* SUPPLIED PASSAGE:
——

We implemented these interfaces using Version 4 of the Globus Toolkit [40], using SOAP

and the JAX-RPC API. Additionally, the interfaces are wrapped in Java classes that effectively

hide the OGSI middleware from the applications that call them. In later experiments, we

advanced the system from an OGSI base to comply with WSRF.

160

These interfaces are intended to provide the applications that call them with the basic

functionality they need, but without requiring any knowledge of the underlying networks or

network control and management protocols.

Overall, our work has confirmed our initial optimism and opened up many possible

approaches to exploiting the network infrastructure as an always available and easy to use first

class resource.

7.9 Scheduling Future Work

The rich and complex nature of the issues of providing architecture for interfacing the Grid

to the dynamic optical network as a service provides fertile ground for further work, especially

as middleware and reference applications mature and further experience with the behavior and

implications of this work is gained. We can separate the ideas, more or less, into first step

elaborations or extensions of the prototype we have described in this chapter, second step, of a

grander vision in a third step of long term directions, although there is much overlap in the

categories.

In the first step, it is necessary to flash the initial concepts demonstrated in the early

functionality discussed here. This includes exploring more complex topologies, mechanisms to

route through them, and the interaction of this facility with scheduling in relation to the

underlying optical network; creating and exposing interfaces for various administrative client

services; optimizations previously noted in the ODIN and OMNInet circuit allocation and

deallocation; and other items that would allow a better characterization of the architecture and its

implications for the Grid.

——

* RAW RECORDS:
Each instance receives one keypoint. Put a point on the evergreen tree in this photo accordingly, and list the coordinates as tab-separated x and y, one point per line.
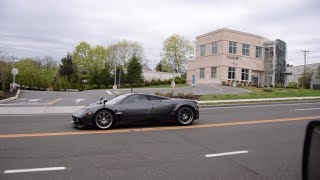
134	74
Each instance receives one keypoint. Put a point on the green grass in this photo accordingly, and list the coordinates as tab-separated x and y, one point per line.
166	86
259	93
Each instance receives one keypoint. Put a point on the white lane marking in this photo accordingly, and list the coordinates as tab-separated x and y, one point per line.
33	100
78	100
34	170
109	92
306	109
253	106
226	153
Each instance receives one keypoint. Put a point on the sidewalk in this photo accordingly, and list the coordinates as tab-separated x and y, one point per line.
71	109
40	110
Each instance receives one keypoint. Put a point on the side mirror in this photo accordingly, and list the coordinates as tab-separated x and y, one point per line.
311	152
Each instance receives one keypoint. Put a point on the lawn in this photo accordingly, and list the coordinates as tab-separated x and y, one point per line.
259	93
166	86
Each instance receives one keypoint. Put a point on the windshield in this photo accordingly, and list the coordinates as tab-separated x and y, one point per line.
117	99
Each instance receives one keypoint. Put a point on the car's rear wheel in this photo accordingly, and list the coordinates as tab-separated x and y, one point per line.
104	119
185	115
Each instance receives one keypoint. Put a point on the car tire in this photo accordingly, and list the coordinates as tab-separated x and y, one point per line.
103	119
185	115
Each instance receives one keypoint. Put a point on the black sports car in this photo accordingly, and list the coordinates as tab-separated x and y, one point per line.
136	107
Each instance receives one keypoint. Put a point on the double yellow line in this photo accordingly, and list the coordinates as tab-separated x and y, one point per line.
157	128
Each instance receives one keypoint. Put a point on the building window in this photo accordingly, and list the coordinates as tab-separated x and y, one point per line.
258	52
202	50
245	49
214	48
232	47
231	73
201	73
213	72
245	74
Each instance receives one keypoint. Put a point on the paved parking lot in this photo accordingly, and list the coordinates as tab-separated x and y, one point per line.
40	98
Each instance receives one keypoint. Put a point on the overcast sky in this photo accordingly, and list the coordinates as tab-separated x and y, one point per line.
30	28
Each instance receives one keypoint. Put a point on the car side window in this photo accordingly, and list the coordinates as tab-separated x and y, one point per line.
153	98
135	99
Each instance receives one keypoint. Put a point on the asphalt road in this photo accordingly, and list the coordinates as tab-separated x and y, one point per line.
265	142
36	98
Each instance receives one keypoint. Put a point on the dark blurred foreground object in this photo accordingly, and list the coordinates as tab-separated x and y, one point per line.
311	152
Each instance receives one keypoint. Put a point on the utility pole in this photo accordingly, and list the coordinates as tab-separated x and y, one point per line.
115	76
120	78
305	58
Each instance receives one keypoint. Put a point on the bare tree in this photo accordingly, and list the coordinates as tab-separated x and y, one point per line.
5	65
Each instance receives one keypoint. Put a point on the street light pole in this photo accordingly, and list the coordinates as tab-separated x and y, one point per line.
305	58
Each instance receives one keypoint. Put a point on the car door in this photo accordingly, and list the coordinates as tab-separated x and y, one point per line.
160	107
135	108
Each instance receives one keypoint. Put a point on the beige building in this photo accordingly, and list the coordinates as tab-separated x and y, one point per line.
229	55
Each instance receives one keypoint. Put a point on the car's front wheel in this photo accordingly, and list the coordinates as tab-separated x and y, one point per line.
185	115
104	119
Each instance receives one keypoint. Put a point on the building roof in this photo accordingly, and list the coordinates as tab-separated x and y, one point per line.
231	30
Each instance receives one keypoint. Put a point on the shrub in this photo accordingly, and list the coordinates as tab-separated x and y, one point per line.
88	87
158	94
267	90
293	85
153	82
140	84
180	95
305	79
278	85
126	85
169	81
61	83
95	86
169	94
189	96
147	83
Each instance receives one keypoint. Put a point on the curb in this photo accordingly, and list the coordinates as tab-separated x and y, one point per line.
258	100
11	98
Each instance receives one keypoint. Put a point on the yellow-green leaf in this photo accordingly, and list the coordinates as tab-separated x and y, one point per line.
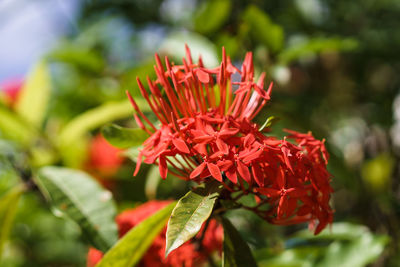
190	213
34	95
8	208
129	250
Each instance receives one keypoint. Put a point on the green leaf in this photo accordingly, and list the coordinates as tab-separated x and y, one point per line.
268	123
263	29
338	246
212	15
308	48
78	196
190	213
34	95
130	249
12	127
8	208
236	251
74	132
124	137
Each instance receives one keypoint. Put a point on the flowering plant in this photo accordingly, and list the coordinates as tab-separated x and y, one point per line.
207	135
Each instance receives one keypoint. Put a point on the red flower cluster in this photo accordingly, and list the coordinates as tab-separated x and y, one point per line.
207	131
186	255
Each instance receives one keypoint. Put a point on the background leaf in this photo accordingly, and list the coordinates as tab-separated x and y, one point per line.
75	194
190	213
34	95
236	251
212	15
8	208
124	137
263	29
130	249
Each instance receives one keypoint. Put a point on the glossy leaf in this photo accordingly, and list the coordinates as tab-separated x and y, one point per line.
123	137
236	251
8	208
34	95
76	195
130	249
190	213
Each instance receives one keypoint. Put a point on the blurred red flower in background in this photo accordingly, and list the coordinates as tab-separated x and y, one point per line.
207	132
188	255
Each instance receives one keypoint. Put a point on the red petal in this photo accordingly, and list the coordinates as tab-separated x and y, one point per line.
215	171
199	169
181	145
203	76
162	166
222	146
243	171
203	139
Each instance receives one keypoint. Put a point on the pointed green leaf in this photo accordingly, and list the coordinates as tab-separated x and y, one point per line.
236	251
8	208
123	137
34	95
130	249
190	213
78	196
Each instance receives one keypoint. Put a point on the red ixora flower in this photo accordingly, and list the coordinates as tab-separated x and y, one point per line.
189	254
207	132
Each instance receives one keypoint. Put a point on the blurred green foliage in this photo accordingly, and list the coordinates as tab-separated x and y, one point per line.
334	64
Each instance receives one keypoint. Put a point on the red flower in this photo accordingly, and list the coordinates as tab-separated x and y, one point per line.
11	88
207	132
186	255
103	157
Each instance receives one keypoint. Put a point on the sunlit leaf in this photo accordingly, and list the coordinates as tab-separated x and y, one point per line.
33	98
263	29
8	208
236	252
190	213
212	15
309	48
12	127
124	137
129	250
76	195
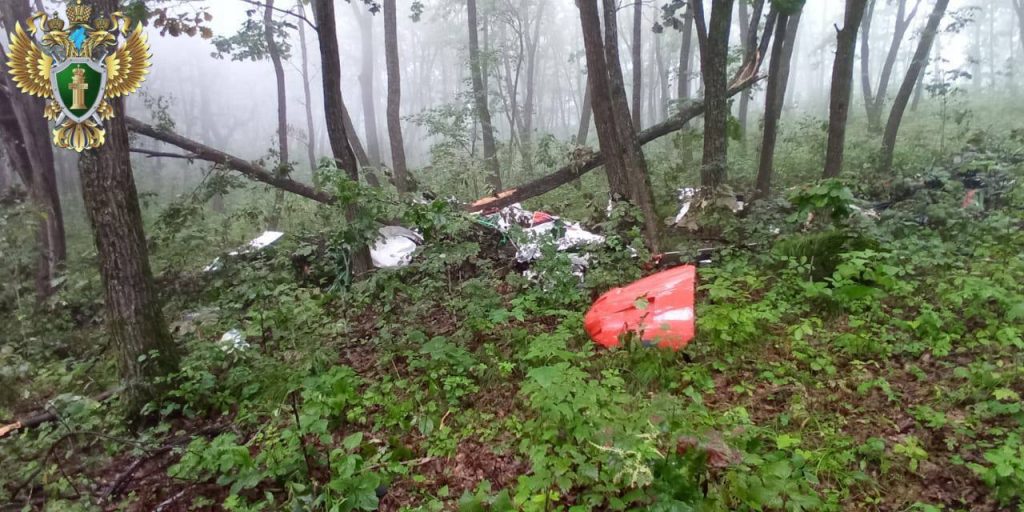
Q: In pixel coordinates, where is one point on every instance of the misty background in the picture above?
(229, 104)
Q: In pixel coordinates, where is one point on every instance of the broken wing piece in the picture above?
(659, 308)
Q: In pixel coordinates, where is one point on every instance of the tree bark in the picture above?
(401, 181)
(1019, 7)
(585, 114)
(306, 91)
(715, 59)
(749, 33)
(199, 151)
(334, 109)
(842, 86)
(875, 102)
(491, 164)
(368, 86)
(284, 162)
(906, 89)
(134, 318)
(577, 169)
(778, 79)
(637, 62)
(39, 176)
(865, 57)
(526, 136)
(604, 117)
(683, 93)
(635, 166)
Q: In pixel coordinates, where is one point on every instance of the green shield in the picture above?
(78, 86)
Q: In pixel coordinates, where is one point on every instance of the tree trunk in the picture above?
(284, 162)
(842, 86)
(778, 79)
(134, 318)
(480, 99)
(865, 58)
(307, 94)
(526, 136)
(663, 79)
(749, 33)
(368, 85)
(683, 93)
(876, 102)
(32, 131)
(715, 60)
(585, 114)
(604, 118)
(577, 169)
(637, 62)
(635, 175)
(334, 109)
(903, 96)
(401, 181)
(1019, 7)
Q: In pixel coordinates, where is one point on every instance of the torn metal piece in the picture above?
(395, 247)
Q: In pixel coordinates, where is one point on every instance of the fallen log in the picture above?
(537, 187)
(577, 169)
(35, 420)
(205, 153)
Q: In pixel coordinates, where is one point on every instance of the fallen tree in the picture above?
(199, 151)
(577, 169)
(567, 173)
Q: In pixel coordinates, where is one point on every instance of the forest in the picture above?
(497, 255)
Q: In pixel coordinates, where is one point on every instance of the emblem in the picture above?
(77, 69)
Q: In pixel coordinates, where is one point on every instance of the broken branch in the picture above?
(578, 169)
(203, 152)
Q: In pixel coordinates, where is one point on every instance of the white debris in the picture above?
(261, 242)
(394, 248)
(686, 199)
(233, 341)
(265, 240)
(725, 198)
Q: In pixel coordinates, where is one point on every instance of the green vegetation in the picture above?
(843, 361)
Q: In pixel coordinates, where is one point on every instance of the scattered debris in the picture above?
(659, 308)
(394, 248)
(690, 198)
(233, 341)
(539, 227)
(265, 240)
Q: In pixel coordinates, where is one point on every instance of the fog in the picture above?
(230, 104)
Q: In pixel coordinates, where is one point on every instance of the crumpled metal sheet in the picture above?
(394, 247)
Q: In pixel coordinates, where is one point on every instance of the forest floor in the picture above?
(852, 361)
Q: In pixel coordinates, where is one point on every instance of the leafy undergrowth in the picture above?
(842, 363)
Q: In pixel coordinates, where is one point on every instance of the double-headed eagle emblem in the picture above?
(77, 69)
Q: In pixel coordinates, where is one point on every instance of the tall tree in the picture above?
(585, 114)
(306, 91)
(1019, 7)
(134, 317)
(334, 108)
(480, 100)
(401, 180)
(909, 81)
(778, 78)
(284, 160)
(749, 33)
(28, 129)
(875, 101)
(842, 86)
(626, 166)
(683, 86)
(367, 84)
(714, 40)
(637, 61)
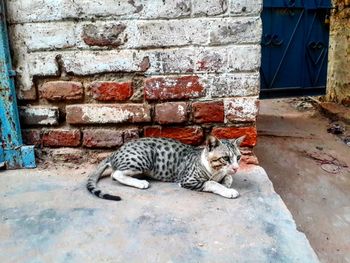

——

* PROMPT 1: Summarize the passage on Grid network interfaces in two sentences.
* PROMPT 2: Express part of the entries as a JSON list of strings, one string per line. Begin at the entry line that contains "eagle emblem in the picture above?" and go through the end of the entries, leaving out blank lines and the pictures.

* WORKED ANSWER 1: The interfaces were implemented with Version 4 of the Globus Toolkit using SOAP and the JAX-RPC API, wrapped in Java classes that hide the OGSI middleware, and later moved from an OGSI base to comply with WSRF, giving applications basic functionality without requiring knowledge of the underlying networks or their control and management protocols. Future work is divided into overlapping steps, the first of which includes exploring more complex topologies and routing, exposing interfaces for administrative client services, and optimizing circuit allocation and deallocation in ODIN and OMNInet.

* WORKED ANSWER 2:
[
  "Q: In pixel coordinates, where is one point on every instance of the double-headed eagle emblem in the picture above?",
  "(77, 69)",
  "Q: In pixel coordinates, where is one point on every instance of the tall tree in the picture above?",
  "(585, 114)",
  "(306, 91)",
  "(1019, 7)",
  "(134, 317)",
  "(334, 108)",
  "(480, 100)",
  "(401, 180)",
  "(909, 81)",
  "(778, 78)",
  "(284, 160)",
  "(749, 33)",
  "(28, 129)",
  "(875, 101)",
  "(842, 86)",
  "(626, 166)",
  "(683, 86)",
  "(367, 84)",
  "(714, 40)",
  "(637, 61)"
]